◆ WHAT THE TASK REQUIRES
Copy the listing below line for line, replacing every "examine" with "study" and changing nothing else.

◆ ITEMS
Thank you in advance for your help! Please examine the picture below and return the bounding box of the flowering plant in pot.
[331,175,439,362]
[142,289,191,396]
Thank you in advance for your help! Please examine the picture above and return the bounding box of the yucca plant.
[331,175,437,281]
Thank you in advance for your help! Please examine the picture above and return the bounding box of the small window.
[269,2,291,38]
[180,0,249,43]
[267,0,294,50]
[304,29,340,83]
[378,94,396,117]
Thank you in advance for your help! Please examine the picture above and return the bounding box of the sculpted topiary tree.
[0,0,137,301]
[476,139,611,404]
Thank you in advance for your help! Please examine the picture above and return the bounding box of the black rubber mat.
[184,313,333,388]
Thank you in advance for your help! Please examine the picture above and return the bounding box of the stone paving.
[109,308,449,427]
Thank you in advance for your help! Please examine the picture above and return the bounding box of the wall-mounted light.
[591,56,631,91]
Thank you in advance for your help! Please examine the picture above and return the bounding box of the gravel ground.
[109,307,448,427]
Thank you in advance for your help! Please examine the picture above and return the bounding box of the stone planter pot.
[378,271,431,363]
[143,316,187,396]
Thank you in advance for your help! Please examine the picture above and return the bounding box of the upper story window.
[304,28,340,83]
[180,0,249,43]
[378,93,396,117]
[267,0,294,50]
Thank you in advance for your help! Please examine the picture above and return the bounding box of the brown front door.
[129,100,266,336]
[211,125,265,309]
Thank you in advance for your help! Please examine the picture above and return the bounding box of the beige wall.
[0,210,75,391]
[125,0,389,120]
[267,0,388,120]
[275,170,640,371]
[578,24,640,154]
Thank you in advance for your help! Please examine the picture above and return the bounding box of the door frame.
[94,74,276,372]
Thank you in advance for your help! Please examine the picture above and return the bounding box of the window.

◆ COMPLETED TASK
Thank you in advance for your help! Please study the picture below and return the bounding box of the flowering plant in pot.
[331,175,439,362]
[142,289,191,396]
Thank you in advance for your help! Please study the picture above and return the bounding box of the yucca plant.
[331,175,437,281]
Thank you in advance for your help! Please study the picture above and return the bounding box of the small window.
[269,2,291,38]
[180,0,249,43]
[267,0,294,50]
[304,29,340,83]
[378,94,396,117]
Thank you in advance for your help! Please study the picture above and return the bounding box of the sculpted topiary tree.
[0,0,137,301]
[476,139,611,404]
Thank you in advance for your help! Please study the picture above and return the bounding box of the black rubber mat.
[184,313,333,388]
Thank you in advance for your help! Please study the picture above and return the bounding box of the stone paving.
[109,308,449,427]
Thank you in advance for your help! Please study the picture above and return the bounding box of the wall-mounted light.
[591,56,631,91]
Thank you in advance for your help! Please study the picture above and return the bounding box of the gravel ground.
[109,307,448,427]
Thank you in advance for your help! Please study the picture above and return the bounding box of the stone planter pot.
[378,271,431,363]
[143,316,187,396]
Thank you in advance for your help! Please study the picture above and return the bounding box of the upper story window.
[304,28,340,83]
[180,0,249,43]
[378,93,396,117]
[267,0,294,50]
Thank you in advance for your help! Please study the picture above and return the bounding box of the brown front door.
[129,100,266,336]
[211,125,265,309]
Thank you in advance for your help! Please study the picture above and return the bounding box of the beige wall.
[0,210,75,391]
[125,0,389,120]
[267,0,388,120]
[275,170,640,371]
[578,24,640,154]
Thank you in advance for your help! Please study the picture above and return the bounding box of the door frame.
[94,74,276,372]
Thank you in advance for your help! Please study the picture above and return the bounding box of the window.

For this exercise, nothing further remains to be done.